Supporters filled the space to capacity, leaving a crowd outside on the adjacent Lawn on D. The rally is the third largest Sanders has hosted, behind those in Los Angeles and Portland, Oregon, which both took place in August.

“I want you to think not small but big,” Sanders said to the crowd. “This is the wealthiest country in the history of the world and I want you to think about all that we can we accomplish … [we can] create a nation where everybody no matter their race, religion, disability or sexual orientation realizes the full promise of equality is our birth right as Americans.”

Climate change activist Bill McKibben, National Nurses United Co-President Karen Higgins, Boston Carmen’s Union President Jimmy O’Brien and University of Massachusetts Boston nursing student Jillian Brelsford addressed the crowd before Sanders took the stage.

Sanders called income inequality “grotesque” and the worst it has been since 1928. To fight that, he proposed addressing issues including unemployment and pay equity.

“Wages in America are just too damn low,” Sanders said. “ … That is why we have got to realize that the minimum wage is a starvation wage. That minimum wage has got to be raised to $15 an hour. It would not be a left wing extremist idea to say to someone that works 40 hours a week, that that person should not live in poverty.”

Members of the crowd waved “Bernie 2016” signs and a group of eight stood together and held up the letters “B 4 Bernie,” or Boston for Bernie. The crowd responded to many of Sanders’ remarks by cheering or booing.

Sanders offered support to those affected by the Friday shooting at Umpqua Community College in Oregon, and spoke about how stricter gun laws need to be enacted to prevent similar acts of violence.

“Guns should not be in the hands of people who should not have them,” Sanders said. “We already have a system of background checks that needs to be strengthened. Gun violence is a result of a so called ‘gun show loophole.’ Gun dealers are not licensed and sell weapons and avoid instant background checks. That has got to stop.”

Reforms to the criminal justice system also need to be made, Sanders said, to continue to address institutionalized racism.

Sanders said family values, as members of the Republican Party see them, do not support women’s right to make decisions about their bodies and gay individuals’ choice to marry.

** DATA SHOWN **

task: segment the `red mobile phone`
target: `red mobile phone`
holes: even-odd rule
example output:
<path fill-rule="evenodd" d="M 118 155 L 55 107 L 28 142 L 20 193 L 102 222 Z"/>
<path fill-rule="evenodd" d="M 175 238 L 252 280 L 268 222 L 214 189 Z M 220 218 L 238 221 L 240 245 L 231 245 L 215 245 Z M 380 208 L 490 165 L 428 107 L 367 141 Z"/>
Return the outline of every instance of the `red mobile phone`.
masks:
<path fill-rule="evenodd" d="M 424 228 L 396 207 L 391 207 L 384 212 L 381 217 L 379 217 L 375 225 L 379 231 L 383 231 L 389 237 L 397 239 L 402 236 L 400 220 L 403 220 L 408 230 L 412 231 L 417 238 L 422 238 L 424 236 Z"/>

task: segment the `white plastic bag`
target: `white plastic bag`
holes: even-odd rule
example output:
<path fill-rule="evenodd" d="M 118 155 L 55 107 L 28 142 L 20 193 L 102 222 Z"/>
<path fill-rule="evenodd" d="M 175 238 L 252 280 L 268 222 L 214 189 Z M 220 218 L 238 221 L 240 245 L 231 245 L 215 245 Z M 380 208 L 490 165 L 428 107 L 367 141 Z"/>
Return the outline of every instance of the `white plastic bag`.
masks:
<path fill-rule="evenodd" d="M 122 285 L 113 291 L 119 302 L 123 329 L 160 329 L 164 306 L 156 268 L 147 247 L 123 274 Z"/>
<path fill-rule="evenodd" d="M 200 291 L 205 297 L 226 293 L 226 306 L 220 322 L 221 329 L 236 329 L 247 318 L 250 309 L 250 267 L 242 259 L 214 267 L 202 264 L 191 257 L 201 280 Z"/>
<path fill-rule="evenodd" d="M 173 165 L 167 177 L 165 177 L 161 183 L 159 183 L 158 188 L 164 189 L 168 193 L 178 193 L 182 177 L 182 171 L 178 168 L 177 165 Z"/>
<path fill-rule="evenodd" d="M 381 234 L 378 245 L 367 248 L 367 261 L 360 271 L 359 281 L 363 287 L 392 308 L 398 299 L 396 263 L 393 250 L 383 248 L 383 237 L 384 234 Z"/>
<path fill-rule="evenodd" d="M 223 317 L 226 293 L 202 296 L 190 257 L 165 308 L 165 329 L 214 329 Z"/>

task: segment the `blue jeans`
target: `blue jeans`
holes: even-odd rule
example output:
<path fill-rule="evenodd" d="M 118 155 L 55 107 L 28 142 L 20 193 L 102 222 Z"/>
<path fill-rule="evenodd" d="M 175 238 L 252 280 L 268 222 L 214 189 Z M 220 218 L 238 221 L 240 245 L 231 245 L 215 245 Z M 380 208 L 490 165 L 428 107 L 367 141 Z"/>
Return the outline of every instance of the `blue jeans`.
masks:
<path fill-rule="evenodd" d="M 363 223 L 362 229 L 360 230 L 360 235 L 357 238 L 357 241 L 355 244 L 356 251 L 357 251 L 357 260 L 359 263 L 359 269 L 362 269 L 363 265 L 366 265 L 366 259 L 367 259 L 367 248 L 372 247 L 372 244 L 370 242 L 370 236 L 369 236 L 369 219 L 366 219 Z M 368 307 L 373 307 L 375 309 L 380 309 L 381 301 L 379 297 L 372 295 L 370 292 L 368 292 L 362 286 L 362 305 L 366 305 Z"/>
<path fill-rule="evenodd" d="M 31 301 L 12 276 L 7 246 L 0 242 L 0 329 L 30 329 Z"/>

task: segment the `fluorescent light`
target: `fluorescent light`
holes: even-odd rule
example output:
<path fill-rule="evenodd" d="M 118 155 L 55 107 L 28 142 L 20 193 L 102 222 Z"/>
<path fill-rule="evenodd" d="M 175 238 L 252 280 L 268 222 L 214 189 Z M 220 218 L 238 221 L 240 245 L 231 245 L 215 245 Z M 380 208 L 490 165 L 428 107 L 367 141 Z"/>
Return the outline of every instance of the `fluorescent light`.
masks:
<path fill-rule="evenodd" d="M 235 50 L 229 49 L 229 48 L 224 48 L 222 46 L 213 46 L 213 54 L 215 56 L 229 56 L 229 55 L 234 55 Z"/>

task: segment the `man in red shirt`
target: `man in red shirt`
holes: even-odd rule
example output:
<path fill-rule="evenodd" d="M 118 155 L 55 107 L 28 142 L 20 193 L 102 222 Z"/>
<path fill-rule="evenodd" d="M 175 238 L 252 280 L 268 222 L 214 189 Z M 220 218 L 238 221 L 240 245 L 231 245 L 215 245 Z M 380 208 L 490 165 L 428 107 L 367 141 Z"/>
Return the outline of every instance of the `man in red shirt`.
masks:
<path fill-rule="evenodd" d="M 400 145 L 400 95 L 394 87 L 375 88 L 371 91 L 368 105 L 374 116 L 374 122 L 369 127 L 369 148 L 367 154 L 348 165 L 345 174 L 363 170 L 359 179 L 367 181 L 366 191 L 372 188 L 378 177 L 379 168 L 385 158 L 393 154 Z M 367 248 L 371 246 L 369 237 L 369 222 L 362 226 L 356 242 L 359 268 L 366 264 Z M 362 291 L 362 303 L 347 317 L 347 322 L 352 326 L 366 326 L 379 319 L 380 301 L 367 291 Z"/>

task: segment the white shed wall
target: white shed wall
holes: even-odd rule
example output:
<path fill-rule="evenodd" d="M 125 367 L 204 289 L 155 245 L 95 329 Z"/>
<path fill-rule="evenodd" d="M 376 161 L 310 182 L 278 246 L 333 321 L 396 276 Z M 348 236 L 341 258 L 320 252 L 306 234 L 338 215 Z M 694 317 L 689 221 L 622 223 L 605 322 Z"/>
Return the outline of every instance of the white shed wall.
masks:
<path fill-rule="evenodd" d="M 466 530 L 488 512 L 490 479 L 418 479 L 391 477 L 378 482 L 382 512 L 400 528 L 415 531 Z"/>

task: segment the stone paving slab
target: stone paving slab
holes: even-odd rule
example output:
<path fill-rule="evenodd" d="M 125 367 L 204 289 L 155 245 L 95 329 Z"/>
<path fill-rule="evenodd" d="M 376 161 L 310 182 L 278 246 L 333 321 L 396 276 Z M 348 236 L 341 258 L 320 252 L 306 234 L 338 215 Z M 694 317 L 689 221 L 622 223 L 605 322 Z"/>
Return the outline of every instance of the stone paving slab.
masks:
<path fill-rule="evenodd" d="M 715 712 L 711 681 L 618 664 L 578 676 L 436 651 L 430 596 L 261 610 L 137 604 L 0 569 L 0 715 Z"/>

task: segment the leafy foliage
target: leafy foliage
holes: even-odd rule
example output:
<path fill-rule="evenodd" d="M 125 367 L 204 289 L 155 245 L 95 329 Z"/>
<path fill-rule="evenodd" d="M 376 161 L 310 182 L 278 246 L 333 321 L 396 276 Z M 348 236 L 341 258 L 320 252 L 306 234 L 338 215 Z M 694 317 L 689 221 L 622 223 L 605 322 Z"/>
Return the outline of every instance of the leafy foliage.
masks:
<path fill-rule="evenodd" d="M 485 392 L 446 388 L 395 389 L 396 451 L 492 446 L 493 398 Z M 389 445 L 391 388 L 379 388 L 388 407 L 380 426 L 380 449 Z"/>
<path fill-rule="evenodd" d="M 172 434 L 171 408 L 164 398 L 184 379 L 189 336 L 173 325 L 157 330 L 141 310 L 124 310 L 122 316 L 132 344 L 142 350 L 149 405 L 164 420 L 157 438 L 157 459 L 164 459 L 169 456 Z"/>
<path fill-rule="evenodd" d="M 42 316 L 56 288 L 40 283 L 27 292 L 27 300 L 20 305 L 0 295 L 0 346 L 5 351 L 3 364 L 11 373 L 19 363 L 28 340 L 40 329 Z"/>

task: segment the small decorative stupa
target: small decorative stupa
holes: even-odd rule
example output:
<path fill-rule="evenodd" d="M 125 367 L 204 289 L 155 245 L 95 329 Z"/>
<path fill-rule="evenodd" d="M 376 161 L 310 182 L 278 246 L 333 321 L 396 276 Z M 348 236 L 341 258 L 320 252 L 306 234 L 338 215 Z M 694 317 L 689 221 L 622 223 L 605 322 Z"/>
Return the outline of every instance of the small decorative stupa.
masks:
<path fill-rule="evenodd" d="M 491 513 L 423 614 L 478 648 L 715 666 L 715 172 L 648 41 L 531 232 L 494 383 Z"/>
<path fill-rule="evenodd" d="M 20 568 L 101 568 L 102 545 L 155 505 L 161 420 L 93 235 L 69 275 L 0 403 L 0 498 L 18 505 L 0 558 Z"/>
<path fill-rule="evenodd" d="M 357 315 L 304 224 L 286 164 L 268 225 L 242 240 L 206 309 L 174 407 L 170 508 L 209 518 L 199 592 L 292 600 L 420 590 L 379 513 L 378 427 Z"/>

** REQUIRED WORK **
1) Using the article on the Sanders rally, decide whether each statement agrees with it, answering yes or no and quoting the words that decide it: (a) the rally was the largest Sanders had hosted; (b) Sanders called for a $15 hourly minimum wage; (c) Bill McKibben spoke after Sanders.
2) Resume the article on the Sanders rally, picking up after its final sentence.

** RESPONSES TO THE EXERCISE **
1)
(a) No: "The rally is the third largest Sanders has hosted, behind those in Los Angeles and Portland, Oregon"
(b) Yes: "That minimum wage has got to be raised to $15 an hour."
(c) No: "addressed the crowd before Sanders took the stage"

2)
“To conservatives and pundits the government should not be involved in our lives. Give me a break,” Sanders said. “… I have four kids, seven grandchildren and I’ve been married for 27 years. We believe in family values.”

Regarding immigration, Sanders said people should be given support and a path to citizenship. A comment  made by Republican candidate Donald Trump about Mexican immigrants being “rapists” and “murderers” will not be tolerated, Sanders said.

Political participation is an issue especially for young adults, people of color and the working class, Sanders said, because getting people to vote is one way to bolster democracy.

“When we increase the voter turnout, it ain’t gonna be contested,” Sanders said. “We’re going to win hands down.”

Approximately 25 percent of people said they would vote for Sanders in the democratic primary, second behind former Secretary of State Hillary Rodham Clinton, who has 46 percent, according to a Friday poll from Reuters and Ipsos.

Clinton stopped in Boston Thursday to speak with Boston Mayor Martin Walsh and Massachusetts Attorney General Maura Healey about drug addiction, The Daily Free Press reported.

Sanders ended his remarks by welcoming people to “the political revolution,” and walked off stage to Neil Young’s “Rockin’ In The Free World.” He shook hands with members of the crowd and later went outside on the lawn to speak with those who did not make it inside.

Several attendees said they were impressed with Sanders’ ideas and they will continue to support him.

Grove Harris, 57, of Cambridge, said income inequality needs to be addressed and Sanders is the candidate who will do it.

“His values are in the right place,” she said. “He is practical about economic change and has got the big picture square in mind.”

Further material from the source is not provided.